(Exercice) D'après le texte sur les nouvelles dépenses fédérales, quel poste Rebekah Young occupe-t-elle à la Banque Scotia ?

(Texte de l'exercice)
━━━━━━━━━━━━━━━━━━━━━━━━━━━━━━

En tête de liste figurent un programme de soins dentaires pour les Canadiens à faible revenu et un régime national d’assurance-médicaments, qui seront probablement des initiatives coûteuses et permanentes, selon les économistes. Les détails de ces deux programmes devraient apparaître dans le budget fédéral qui doit être présenté le mois prochain.
L’économie canadienne étant déjà à pleine capacité et les pressions sur les prix s’accentuant, les dépenses supplémentaires – même si elles sont justifiées – pourraient compliquer les efforts visant à maintenir les attentes en matière d’inflation, a déclaré Rebekah Young, directrice de l’économie fiscale et provinciale à la Banque Scotia.
« Le ministre des Finances risque de saper davantage la crédibilité d’Ottawa dans son engagement à lutter contre l’inflation », a-t-elle déclaré.
Young s’attend à ce que le pacte, qui a été dénoncé par les conservateurs de la principale opposition, entraîne des dépenses gouvernementales supplémentaires de 15 à 20 milliards de dollars pendant la durée de l’accord de trois ans et potentiellement 40 milliards de dollars au total d’ici l’exercice 2026-2027.

━━━━━━━━━━━━━━━━━━━━━━━━━━━━━━

(Extrait de données)
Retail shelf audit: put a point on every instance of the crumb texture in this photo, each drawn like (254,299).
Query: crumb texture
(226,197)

━━━━━━━━━━━━━━━━━━━━━━━━━━━━━━

(Réponse) Elle est directrice de l'économie fiscale et provinciale à la Banque Scotia.